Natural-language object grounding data
--*--

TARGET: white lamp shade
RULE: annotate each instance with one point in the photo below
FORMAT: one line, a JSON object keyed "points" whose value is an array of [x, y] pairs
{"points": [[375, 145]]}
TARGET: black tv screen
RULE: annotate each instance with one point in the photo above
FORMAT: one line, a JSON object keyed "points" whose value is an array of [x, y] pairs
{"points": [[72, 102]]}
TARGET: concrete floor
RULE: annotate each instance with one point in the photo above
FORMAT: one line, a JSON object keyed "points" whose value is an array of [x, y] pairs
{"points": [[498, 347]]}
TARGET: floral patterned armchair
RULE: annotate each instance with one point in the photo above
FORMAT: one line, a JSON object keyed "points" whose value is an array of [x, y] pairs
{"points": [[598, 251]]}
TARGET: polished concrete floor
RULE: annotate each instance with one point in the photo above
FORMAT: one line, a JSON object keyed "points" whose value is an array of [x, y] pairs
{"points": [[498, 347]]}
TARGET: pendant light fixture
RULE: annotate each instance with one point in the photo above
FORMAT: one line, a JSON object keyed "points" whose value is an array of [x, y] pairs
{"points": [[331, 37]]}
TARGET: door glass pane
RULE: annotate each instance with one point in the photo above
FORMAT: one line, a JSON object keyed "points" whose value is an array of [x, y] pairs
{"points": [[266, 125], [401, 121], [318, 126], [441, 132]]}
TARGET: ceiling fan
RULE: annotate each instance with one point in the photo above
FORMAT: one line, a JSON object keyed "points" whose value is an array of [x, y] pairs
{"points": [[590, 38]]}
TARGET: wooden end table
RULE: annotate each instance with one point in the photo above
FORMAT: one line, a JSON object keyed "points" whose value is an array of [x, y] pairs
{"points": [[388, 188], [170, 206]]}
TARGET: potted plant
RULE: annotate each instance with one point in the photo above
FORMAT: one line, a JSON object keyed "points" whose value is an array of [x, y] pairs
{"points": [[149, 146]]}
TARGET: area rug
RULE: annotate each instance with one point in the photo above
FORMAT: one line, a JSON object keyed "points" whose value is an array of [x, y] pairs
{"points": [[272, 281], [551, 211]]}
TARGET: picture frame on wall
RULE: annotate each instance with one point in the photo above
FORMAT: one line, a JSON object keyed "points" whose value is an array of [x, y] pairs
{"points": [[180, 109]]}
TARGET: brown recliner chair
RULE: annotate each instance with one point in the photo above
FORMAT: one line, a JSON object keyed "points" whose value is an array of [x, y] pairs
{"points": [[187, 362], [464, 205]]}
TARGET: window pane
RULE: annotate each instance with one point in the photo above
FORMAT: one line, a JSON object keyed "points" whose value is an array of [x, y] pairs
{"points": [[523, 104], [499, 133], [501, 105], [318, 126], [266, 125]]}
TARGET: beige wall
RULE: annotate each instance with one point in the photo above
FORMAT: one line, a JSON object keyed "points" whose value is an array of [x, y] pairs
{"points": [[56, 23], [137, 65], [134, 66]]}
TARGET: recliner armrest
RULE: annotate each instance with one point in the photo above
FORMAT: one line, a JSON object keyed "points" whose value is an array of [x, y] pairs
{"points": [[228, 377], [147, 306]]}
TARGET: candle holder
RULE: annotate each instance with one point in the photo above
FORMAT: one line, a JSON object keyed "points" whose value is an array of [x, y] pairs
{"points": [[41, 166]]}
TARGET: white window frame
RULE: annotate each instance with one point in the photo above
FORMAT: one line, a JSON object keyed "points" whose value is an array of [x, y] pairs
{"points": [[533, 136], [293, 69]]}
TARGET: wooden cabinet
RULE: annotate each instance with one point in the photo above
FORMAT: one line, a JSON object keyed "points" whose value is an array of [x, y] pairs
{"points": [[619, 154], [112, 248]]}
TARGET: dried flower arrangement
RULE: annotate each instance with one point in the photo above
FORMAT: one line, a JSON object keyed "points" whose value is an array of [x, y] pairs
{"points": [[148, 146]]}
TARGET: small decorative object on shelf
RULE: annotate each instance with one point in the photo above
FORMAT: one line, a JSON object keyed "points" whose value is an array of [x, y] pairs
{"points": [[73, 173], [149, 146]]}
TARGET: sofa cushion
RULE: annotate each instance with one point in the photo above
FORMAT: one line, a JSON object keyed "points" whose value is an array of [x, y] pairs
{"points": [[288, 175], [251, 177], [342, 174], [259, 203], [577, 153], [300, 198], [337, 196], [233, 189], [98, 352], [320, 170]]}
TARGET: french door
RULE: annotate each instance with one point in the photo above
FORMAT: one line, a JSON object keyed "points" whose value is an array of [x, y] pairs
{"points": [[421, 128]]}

--*--

→ **WHAT IS REQUIRED**: Return each line among the entries that holds the word "window".

→ **ANSWER AREA**:
TARGET: window pane
TARGET: white window frame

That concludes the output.